[Stored records]
--- START ---

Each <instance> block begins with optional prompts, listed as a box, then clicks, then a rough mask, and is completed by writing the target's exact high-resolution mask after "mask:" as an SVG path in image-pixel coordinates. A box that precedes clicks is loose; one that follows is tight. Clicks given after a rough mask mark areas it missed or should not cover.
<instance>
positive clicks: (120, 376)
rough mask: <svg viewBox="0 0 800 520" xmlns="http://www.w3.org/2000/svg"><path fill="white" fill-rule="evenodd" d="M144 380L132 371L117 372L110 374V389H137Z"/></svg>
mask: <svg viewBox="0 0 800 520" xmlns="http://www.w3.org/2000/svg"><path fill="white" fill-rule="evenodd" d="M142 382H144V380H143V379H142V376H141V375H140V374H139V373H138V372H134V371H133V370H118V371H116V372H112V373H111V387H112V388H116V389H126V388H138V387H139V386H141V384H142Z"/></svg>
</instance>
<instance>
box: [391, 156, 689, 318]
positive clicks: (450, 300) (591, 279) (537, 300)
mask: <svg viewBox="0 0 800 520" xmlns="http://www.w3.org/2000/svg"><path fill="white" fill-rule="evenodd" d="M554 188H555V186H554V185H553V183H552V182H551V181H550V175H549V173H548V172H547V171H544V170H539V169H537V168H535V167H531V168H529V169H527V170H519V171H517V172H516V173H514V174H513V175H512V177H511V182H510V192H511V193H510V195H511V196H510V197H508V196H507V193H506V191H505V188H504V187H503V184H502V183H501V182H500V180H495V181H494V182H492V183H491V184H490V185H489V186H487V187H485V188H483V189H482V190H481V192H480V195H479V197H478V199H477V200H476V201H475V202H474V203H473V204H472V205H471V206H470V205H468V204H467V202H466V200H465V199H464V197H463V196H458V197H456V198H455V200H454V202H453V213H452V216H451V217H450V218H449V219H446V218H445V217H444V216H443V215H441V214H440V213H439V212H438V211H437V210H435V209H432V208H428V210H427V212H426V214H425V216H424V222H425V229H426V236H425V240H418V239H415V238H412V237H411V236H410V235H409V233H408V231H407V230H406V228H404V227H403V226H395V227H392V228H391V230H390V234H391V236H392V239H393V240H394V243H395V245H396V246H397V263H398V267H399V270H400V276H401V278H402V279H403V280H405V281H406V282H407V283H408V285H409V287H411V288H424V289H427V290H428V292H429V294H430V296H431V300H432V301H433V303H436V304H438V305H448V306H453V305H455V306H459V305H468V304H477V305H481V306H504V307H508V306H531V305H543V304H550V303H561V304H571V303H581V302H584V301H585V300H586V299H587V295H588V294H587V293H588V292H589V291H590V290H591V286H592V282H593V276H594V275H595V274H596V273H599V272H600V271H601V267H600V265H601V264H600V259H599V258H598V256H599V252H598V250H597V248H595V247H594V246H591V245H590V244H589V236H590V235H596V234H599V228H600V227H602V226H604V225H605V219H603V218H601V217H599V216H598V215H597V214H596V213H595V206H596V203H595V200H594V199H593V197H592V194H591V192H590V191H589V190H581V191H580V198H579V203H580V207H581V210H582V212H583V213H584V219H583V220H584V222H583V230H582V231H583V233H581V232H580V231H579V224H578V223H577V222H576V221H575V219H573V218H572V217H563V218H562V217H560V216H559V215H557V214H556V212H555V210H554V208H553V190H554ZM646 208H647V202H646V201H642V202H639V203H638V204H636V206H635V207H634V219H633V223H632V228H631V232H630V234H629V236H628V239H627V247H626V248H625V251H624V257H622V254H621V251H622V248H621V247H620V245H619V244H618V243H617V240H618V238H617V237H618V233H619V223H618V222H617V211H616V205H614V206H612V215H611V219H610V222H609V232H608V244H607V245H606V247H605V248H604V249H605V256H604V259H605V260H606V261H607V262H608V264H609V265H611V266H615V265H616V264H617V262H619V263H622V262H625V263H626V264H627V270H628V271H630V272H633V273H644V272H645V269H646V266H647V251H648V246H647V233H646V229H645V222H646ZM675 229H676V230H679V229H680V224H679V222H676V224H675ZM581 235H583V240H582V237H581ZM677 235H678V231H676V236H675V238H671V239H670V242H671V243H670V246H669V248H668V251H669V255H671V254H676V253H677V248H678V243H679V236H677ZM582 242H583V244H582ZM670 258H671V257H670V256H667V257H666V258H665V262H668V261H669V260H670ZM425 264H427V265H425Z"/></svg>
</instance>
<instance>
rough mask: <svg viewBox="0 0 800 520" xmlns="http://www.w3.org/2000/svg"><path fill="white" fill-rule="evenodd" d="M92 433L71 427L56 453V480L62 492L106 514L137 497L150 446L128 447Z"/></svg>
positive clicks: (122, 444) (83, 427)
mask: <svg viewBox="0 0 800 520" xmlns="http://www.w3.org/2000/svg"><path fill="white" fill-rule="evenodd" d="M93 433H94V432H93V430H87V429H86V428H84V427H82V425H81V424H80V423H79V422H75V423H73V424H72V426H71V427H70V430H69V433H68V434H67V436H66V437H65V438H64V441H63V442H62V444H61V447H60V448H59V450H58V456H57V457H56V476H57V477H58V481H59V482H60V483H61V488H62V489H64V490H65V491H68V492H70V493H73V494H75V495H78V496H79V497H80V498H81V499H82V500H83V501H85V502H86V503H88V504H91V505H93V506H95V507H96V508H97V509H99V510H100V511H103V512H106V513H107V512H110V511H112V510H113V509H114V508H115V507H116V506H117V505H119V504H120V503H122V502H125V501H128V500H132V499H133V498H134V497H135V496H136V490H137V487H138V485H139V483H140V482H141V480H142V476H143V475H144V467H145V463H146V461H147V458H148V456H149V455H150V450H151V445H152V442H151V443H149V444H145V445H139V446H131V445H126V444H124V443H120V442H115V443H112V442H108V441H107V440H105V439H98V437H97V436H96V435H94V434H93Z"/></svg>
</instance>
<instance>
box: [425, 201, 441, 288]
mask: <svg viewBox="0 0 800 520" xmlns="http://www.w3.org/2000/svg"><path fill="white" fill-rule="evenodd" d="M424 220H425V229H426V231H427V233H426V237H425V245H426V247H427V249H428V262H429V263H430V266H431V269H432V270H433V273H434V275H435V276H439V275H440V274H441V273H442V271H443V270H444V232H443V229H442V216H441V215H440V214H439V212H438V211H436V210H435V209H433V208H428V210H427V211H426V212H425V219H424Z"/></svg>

--- END ---
--- START ---

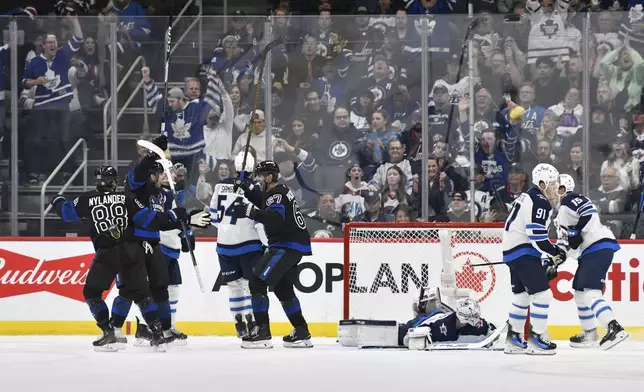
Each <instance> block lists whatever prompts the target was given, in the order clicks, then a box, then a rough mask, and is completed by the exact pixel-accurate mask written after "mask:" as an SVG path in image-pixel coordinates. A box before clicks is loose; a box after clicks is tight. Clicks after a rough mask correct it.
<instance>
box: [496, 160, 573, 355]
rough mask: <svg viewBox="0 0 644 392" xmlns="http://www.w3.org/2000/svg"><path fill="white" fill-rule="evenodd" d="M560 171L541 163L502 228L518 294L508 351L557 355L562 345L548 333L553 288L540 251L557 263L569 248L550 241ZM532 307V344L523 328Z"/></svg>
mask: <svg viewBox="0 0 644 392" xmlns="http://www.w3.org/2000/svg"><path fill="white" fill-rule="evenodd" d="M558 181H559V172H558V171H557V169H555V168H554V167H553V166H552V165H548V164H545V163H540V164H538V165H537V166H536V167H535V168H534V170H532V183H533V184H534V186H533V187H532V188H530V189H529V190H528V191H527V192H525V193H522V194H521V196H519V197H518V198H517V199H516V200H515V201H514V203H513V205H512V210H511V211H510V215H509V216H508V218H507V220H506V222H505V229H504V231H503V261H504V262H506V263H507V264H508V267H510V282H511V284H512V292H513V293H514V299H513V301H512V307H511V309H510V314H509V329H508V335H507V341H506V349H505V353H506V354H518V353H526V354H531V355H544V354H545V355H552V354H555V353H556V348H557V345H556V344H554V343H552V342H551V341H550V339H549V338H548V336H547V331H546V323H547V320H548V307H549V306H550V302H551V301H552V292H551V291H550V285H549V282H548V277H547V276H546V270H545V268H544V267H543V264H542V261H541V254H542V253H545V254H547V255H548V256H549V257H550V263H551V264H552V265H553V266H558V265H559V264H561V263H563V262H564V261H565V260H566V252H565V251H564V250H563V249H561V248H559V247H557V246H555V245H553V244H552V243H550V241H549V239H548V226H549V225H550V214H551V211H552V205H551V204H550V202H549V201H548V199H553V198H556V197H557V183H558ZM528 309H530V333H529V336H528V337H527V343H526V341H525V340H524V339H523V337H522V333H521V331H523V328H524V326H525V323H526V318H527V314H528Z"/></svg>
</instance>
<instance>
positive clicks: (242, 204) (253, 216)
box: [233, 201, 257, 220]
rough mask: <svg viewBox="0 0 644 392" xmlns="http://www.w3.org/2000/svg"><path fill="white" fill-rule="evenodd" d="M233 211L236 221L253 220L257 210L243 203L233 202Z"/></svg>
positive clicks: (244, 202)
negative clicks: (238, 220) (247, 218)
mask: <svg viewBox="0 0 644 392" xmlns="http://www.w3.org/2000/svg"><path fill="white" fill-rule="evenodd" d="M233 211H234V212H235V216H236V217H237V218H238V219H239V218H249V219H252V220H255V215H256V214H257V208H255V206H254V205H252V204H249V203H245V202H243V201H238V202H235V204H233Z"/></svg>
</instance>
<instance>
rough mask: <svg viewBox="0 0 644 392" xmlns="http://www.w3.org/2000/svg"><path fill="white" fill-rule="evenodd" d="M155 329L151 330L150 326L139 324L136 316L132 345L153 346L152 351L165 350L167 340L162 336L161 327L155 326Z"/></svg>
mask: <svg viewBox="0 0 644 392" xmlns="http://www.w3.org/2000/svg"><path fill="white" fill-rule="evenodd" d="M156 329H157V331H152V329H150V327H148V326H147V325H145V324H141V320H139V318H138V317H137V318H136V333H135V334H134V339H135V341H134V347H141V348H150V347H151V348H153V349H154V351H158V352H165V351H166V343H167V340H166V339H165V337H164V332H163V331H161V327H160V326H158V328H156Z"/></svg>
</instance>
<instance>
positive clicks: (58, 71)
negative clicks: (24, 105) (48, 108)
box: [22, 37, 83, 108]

--- END ---
--- START ---

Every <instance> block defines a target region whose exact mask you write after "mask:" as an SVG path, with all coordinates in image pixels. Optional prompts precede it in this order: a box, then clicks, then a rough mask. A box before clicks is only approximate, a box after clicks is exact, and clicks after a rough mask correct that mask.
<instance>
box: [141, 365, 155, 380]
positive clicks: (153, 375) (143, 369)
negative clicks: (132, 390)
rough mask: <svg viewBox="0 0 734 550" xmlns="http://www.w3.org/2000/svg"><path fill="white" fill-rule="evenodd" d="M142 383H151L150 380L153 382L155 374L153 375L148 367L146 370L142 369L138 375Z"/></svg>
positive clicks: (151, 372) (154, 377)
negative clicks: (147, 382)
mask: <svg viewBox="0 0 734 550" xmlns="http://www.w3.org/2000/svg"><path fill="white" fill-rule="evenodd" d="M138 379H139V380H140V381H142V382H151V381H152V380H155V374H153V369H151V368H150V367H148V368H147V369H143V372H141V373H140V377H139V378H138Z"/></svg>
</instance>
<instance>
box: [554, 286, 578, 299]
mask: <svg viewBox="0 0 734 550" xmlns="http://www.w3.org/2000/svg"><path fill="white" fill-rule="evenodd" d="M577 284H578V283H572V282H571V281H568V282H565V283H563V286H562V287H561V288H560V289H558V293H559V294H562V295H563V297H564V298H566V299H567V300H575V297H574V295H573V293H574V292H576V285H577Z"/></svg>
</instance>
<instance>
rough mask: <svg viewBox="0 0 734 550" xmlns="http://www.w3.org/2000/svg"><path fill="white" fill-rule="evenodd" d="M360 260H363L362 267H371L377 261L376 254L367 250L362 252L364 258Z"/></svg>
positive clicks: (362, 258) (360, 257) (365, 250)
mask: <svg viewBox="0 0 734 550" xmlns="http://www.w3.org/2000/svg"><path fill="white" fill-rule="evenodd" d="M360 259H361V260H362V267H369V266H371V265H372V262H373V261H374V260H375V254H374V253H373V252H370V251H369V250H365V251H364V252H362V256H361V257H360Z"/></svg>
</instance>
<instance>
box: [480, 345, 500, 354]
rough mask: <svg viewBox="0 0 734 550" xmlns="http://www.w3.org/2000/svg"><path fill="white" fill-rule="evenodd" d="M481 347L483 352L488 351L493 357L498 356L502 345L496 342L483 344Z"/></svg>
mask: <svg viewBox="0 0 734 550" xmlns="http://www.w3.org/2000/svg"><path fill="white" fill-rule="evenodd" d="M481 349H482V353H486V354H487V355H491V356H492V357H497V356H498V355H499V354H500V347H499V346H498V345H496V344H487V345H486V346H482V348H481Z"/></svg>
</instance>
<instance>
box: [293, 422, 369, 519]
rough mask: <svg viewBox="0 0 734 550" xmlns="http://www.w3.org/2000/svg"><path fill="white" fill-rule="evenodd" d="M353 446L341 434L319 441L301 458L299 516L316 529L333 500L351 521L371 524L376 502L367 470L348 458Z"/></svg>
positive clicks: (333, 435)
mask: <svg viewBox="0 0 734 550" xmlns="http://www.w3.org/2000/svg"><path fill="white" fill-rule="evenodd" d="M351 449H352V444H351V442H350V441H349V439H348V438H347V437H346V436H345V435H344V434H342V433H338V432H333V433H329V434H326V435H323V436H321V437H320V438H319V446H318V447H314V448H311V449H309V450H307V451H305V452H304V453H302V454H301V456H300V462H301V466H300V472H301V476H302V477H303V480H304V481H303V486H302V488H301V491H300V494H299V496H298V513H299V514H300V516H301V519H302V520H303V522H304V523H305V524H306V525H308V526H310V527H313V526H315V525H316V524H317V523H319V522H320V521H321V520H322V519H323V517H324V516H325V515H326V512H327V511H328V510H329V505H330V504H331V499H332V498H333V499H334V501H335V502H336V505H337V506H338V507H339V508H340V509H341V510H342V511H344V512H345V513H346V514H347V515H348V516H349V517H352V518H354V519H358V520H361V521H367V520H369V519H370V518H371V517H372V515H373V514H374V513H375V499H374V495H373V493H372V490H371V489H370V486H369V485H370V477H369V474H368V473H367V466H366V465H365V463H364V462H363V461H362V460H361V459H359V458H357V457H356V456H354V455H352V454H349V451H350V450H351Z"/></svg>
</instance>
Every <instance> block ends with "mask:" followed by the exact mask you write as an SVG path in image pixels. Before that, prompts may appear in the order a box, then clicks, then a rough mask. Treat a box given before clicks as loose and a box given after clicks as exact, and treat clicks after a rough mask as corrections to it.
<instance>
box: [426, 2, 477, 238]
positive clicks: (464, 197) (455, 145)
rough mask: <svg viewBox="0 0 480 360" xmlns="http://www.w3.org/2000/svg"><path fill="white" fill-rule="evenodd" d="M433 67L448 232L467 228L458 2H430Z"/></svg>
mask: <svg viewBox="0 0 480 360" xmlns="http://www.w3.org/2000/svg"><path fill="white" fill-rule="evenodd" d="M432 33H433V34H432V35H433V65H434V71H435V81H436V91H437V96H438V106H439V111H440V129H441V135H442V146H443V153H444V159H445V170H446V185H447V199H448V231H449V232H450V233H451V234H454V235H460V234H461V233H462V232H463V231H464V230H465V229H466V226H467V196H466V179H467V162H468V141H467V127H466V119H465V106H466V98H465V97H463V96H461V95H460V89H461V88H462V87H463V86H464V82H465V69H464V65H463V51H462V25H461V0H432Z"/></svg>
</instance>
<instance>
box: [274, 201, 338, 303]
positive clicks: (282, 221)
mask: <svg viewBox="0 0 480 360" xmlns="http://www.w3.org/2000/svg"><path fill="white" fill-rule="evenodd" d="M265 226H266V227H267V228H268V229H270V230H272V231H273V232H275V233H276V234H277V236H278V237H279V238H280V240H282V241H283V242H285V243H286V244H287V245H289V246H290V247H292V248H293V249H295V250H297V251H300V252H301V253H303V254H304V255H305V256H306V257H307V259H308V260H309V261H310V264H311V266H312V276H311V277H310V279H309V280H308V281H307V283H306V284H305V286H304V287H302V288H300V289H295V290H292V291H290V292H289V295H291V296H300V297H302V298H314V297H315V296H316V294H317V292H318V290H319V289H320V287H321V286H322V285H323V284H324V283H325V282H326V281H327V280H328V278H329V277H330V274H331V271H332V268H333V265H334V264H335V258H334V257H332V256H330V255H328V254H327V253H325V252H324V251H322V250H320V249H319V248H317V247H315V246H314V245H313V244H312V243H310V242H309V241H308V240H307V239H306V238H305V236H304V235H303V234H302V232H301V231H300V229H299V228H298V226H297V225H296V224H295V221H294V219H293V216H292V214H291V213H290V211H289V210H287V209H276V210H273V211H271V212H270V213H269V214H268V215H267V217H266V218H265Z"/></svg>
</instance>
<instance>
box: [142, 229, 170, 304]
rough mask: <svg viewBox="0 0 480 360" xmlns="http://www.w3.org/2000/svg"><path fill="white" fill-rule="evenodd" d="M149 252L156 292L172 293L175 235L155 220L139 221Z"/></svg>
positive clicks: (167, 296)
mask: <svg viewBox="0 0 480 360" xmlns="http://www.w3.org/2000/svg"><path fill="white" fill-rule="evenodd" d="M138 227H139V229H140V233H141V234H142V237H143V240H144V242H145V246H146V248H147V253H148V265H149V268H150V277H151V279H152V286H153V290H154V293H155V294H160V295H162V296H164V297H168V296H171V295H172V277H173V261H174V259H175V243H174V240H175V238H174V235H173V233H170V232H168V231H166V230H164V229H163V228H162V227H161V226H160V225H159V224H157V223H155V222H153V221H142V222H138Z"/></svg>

--- END ---

### Exercise description
Write out each line above with the word "loose".

### Solution
Each <instance> block begins with optional prompts, listed as a box, then clicks, then a rough mask, and is completed by writing the target's exact high-resolution mask after "mask:" as an SVG path in image-pixel coordinates. A box that precedes clicks is loose; one that follows is tight. Clicks given after a rough mask mark areas it missed or should not cover.
Each <instance> block lists whatever prompts the target was given, in the order clicks, then a box, then a rough mask, and is completed by the exact pixel-accurate mask written after "mask:" as an SVG path in image-pixel coordinates. A box before clicks is loose; a box after clicks is tight. Clicks after a rough mask correct it.
Every <instance> block ends with "mask:" followed by the exact mask you write as an SVG path in image pixels. Before that, prompts may appear in the order a box, then clicks, then a rough mask. Treat a box given before clicks as loose and a box given after clicks as exact, and treat clicks after a rough mask as corrections to it.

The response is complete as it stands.